## Problem statement:
Please filter the data below down to the lines holding the string "service".

## Supplied entries:
==============================
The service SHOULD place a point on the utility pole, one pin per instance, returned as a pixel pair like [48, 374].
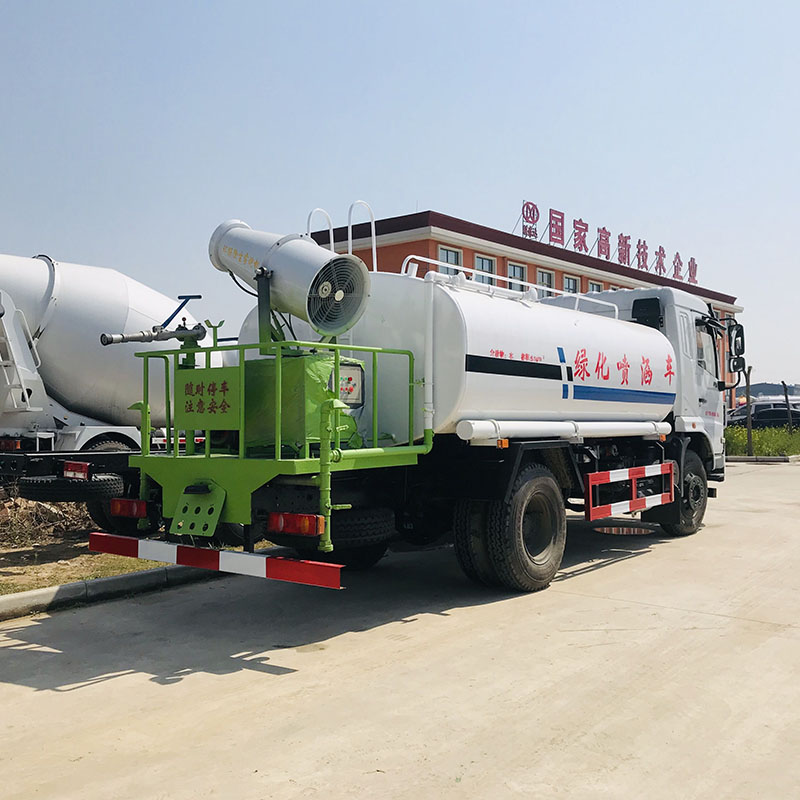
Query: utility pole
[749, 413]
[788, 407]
==============================
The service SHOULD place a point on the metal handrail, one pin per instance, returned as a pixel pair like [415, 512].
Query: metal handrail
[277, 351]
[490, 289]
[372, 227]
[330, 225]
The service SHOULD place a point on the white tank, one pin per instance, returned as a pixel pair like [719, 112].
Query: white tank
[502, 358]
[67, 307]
==============================
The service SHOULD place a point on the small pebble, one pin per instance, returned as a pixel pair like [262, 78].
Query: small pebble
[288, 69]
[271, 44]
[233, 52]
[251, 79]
==============================
## Result of this task:
The service SHOULD place a point on the utility pole, one pin per instance, returned as a pixel pair like [48, 374].
The service SHOULD place a point on the metal handrail, one pin per instance, returned as a pixel pair like [415, 512].
The service SHOULD place a point on the white tank, one pin per instance, returned as a pixel pair like [719, 112].
The service SHOULD place a point on the small pebble, one pin per instance, returned as a pixel pair like [262, 78].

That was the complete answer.